__What you have to do__: Write out every line below from the one containing "Spot the woman" through the last line, requests included, and add 80 to each number in the pixel coordinates.
### Data listing
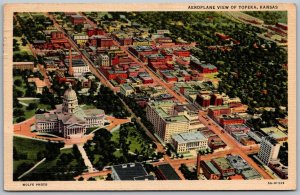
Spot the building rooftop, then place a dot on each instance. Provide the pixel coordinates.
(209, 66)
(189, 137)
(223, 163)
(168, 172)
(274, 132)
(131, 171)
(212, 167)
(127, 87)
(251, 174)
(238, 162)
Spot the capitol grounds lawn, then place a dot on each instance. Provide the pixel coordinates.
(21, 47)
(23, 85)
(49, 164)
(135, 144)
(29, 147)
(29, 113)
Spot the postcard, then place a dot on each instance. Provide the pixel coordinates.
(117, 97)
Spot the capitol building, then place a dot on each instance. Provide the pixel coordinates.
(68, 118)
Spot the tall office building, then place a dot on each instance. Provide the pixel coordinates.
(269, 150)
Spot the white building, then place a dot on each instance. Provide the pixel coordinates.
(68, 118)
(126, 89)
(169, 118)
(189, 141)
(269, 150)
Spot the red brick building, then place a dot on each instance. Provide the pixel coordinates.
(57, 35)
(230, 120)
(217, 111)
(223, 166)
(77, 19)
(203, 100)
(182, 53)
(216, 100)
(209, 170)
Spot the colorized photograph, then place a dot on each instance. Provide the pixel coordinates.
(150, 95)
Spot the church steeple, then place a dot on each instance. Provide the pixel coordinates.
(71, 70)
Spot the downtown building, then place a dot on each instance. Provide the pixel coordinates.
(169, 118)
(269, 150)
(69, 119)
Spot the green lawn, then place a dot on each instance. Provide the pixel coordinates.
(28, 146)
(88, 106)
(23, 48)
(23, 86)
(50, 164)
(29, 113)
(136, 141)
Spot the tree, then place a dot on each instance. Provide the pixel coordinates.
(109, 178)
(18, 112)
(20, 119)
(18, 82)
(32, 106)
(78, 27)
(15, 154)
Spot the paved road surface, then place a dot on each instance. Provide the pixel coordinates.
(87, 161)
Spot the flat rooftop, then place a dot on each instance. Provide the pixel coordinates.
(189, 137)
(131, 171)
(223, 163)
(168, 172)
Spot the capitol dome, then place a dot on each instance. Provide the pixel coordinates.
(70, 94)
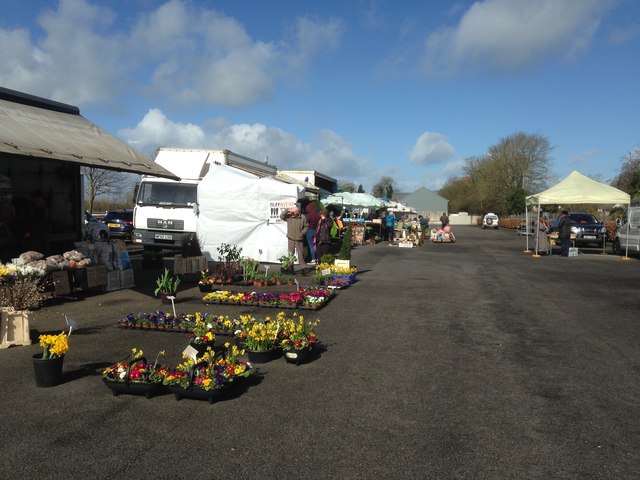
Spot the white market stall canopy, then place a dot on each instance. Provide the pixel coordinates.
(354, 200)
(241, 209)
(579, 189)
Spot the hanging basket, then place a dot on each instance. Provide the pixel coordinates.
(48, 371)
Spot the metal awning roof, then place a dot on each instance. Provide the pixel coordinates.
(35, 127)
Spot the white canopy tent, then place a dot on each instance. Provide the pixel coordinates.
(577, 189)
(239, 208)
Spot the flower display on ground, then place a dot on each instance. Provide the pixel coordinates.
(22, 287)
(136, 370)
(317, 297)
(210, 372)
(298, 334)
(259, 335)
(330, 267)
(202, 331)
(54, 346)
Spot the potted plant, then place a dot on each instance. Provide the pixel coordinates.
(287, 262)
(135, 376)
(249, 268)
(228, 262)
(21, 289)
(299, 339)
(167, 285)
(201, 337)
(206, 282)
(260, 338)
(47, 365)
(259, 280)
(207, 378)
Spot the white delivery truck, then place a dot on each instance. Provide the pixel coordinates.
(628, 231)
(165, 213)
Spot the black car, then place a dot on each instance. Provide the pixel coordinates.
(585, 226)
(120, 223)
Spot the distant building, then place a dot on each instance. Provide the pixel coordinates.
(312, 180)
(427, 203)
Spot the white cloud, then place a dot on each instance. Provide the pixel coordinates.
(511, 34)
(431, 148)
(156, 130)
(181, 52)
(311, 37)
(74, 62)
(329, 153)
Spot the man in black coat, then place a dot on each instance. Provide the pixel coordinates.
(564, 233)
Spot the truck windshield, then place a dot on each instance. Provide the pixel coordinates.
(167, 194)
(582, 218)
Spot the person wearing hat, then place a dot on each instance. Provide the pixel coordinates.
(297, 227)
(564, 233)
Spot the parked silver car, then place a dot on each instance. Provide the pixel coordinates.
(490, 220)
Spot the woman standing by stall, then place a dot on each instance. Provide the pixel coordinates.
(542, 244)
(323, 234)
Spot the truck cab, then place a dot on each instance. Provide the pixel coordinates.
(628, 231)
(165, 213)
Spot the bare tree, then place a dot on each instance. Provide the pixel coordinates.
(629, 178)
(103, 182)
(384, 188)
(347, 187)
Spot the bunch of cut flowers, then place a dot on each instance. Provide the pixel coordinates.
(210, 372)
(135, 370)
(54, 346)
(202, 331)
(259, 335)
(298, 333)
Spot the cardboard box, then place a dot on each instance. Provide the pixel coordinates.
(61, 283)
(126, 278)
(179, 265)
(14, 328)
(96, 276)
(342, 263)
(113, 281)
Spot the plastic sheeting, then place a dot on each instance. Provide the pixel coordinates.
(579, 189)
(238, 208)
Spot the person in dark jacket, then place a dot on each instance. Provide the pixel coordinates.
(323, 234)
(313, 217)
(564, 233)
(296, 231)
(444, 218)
######
__Exercise answer__:
Spot the woman standing by stall, then place a dot on each instance. Provide the pixel coordinates.
(622, 324)
(403, 314)
Spot the truck cab, then place a dot on each instance. Provide the pixel coordinates.
(708, 311)
(245, 293)
Spot the bare tree, then place a dot on each instance. Provide the pixel coordinates.
(709, 258)
(183, 262)
(464, 268)
(427, 267)
Spot the bunch of cut flowers, then place a dot on each instance. Provide the pixel coordinates.
(290, 452)
(215, 450)
(134, 426)
(282, 411)
(339, 415)
(378, 413)
Spot the cardboard box, then place a dot on each instance. Provide the pixel coordinates.
(141, 363)
(206, 358)
(259, 345)
(94, 408)
(176, 356)
(422, 343)
(193, 361)
Spot the plastic sheeting, then place a dot on each instance. Provide the pixel coordinates.
(659, 269)
(318, 288)
Spot the person in dark jacket, then place a dot on each instance. Provide the pixel coordinates.
(403, 314)
(393, 297)
(644, 313)
(376, 311)
(524, 298)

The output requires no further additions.